* _WHAT YOU NEED TO DO_: From the records below, keep only the lines that contain the word "around" with the same capitalization, and copy each of those lines.

'''

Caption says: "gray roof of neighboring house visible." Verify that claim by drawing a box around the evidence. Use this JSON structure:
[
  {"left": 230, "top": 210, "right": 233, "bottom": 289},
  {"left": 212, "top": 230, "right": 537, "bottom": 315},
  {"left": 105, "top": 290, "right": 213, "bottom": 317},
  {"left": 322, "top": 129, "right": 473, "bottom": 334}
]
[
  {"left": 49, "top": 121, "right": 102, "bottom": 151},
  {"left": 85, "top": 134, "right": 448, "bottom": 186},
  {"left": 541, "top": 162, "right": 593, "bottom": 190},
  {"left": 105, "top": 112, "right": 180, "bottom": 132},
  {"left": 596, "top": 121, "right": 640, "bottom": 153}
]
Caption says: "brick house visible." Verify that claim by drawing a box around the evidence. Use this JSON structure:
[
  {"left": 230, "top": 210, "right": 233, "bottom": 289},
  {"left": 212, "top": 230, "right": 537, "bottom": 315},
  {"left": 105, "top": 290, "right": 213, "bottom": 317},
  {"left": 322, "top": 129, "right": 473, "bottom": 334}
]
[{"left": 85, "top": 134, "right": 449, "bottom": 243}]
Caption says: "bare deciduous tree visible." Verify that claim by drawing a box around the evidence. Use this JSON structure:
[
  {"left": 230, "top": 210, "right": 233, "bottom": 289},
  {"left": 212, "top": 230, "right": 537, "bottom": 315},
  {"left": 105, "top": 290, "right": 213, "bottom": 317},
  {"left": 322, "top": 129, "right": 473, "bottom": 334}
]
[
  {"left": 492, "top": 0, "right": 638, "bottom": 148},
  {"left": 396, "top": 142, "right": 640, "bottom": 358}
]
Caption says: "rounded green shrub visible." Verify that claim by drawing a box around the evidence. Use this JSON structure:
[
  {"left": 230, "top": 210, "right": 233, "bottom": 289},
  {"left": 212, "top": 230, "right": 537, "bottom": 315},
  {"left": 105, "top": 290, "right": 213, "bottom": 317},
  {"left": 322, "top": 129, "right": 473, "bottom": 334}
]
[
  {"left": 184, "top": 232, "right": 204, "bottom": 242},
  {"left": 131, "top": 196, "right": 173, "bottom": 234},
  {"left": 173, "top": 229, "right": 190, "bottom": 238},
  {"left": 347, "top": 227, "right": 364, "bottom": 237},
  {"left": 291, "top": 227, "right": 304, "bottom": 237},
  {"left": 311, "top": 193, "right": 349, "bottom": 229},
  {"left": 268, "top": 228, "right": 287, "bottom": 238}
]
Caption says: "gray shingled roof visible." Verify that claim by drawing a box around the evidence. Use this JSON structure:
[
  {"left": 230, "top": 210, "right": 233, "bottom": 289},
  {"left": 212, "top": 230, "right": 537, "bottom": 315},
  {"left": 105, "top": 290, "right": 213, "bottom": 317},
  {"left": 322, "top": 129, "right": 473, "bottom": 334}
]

'''

* _PROBLEM SOLUTION_:
Caption says: "gray roof of neighboring house visible." Verify that claim by drawing a box around the evidence. Use this JSON structure:
Caption says: "brick house visible." Verify that claim by drawing a box around the evidence. Use this JSON structure:
Caption says: "bare deciduous tree visible." Verify that claim by drawing a box around the evidence. Use this JSON structure:
Caption says: "rounded green shrub visible." Verify that claim by drawing a box around the evidence. Use this JSON structure:
Caption says: "gray shingled roof visible." Verify that claim by drawing a box around the evidence. Use this JSON structure:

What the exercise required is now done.